*Page excerpt*.
[Start of Attachment]

Zavrč (/sl/, in older sources Zavrče, Sauritsch) is a settlement in the Haloze area of Slovenia. It is the seat of the Municipality of Zavrč. It lies between the right bank of the Drava River and the border with Croatia. The area traditionally belonged to the region of Styria. It is now included in the Drava Statistical Region.

==History==
The Roman road that connected Poetovio and Mursa Maior led through the area. The parish church in Zavrč is dedicated to Saint Nicholas and belongs to the Roman Catholic Archdiocese of Maribor. It was first mentioned in written documents dating to 1430 as Saurig or Sauritsch. It was modified in the 17th and 18th centuries. The first school was established in 1671, when pupils were taught in a private house. Church records show that in 1812 the priest gave permission to reconstruct the classroom, so more pupils were able to attend. The school building was built in 1889. There is a second church on a small hill northwest of the settlement. It is dedicated to the Virgin Mary. Zavrč Mansion is a mansion close to the parish church. It was built in the 17th century and expanded in 1718. It now houses the municipal authorities.

==Sports==
The local football club is called DNŠ Zavrč. They managed to get promoted all the way from the Slovenian sixth division to the top flight Slovenian PrvaLiga in five years between 2008 and 2013.

[End of Attachment]

*Task A*.
Answer these questions from the Zavrč excerpt:
(i) Which river's right bank does the settlement lie beside?
(ii) In what year was the school building built?
(iii) What is the local football club called?
*Task B*.
Decide whether each statement agrees with the Zavrč excerpt, and quote the words that settle it:
(i) The parish church is dedicated to Saint Nicholas.
(ii) Zavrč Mansion was built in the 18th century.
(iii) The football club reached the top flight in ten years.
*Task C*. Return a passage of the Zavrč excerpt word for word. Begin at the words "Zavrč (/sl/, in" and stop after "Drava Statistical Region.".
Answer using only the Zavrč excerpt.

*Exercise data*.
[Start of Attachment]

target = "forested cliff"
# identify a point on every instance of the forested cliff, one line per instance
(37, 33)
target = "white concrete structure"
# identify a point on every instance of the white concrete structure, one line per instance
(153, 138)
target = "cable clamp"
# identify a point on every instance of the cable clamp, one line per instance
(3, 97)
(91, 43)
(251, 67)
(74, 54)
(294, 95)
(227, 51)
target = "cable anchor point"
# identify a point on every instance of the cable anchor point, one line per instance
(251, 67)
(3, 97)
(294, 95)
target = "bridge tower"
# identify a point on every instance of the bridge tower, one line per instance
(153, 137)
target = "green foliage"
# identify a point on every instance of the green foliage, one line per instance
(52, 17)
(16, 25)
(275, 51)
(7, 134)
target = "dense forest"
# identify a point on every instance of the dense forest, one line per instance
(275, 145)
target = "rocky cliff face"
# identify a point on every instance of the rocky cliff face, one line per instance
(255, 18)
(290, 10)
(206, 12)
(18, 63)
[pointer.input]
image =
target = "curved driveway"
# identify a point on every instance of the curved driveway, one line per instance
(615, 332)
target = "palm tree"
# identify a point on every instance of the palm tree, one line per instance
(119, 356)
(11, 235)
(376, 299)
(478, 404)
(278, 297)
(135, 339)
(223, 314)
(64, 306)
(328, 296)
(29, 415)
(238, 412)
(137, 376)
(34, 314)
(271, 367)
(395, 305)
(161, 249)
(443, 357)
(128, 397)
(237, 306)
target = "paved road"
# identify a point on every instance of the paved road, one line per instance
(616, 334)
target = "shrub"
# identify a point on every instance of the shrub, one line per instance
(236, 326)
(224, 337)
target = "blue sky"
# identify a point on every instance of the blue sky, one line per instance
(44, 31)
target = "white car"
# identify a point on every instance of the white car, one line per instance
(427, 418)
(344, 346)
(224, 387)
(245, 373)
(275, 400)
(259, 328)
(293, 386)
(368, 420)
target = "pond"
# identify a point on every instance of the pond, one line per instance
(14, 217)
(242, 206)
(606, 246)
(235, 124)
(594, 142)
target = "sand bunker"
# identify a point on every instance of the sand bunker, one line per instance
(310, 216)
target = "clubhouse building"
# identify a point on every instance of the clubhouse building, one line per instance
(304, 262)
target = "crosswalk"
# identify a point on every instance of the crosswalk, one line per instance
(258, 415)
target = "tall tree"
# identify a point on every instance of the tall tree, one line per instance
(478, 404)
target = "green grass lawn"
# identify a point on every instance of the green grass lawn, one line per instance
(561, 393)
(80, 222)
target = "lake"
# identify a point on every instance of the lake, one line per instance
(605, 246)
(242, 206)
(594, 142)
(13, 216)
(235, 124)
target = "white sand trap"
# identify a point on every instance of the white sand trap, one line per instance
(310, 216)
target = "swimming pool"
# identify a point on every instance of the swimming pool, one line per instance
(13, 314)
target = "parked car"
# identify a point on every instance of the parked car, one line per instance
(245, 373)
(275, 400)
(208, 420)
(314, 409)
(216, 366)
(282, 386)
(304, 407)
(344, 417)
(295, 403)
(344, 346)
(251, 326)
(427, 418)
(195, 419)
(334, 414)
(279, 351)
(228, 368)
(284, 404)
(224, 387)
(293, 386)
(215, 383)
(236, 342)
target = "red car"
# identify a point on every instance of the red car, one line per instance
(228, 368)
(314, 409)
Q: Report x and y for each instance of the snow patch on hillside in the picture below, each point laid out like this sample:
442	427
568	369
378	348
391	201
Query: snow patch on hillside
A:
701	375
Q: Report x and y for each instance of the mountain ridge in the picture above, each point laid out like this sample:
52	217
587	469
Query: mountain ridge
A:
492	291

[End of Attachment]

*Worked solution A*.
(i) The Drava River
(ii) 1889
(iii) DNŠ Zavrč

*Worked solution B*.
(i) Yes: "The parish church in Zavrč is dedicated to Saint Nicholas"
(ii) No: "It was built in the 17th century and expanded in 1718."
(iii) No: "in five years between 2008 and 2013"

*Worked solution C*.
Zavrč (/sl/, in older sources Zavrče, Sauritsch) is a settlement in the Haloze area of Slovenia. It is the seat of the Municipality of Zavrč. It lies between the right bank of the Drava River and the border with Croatia. The area traditionally belonged to the region of Styria. It is now included in the Drava Statistical Region.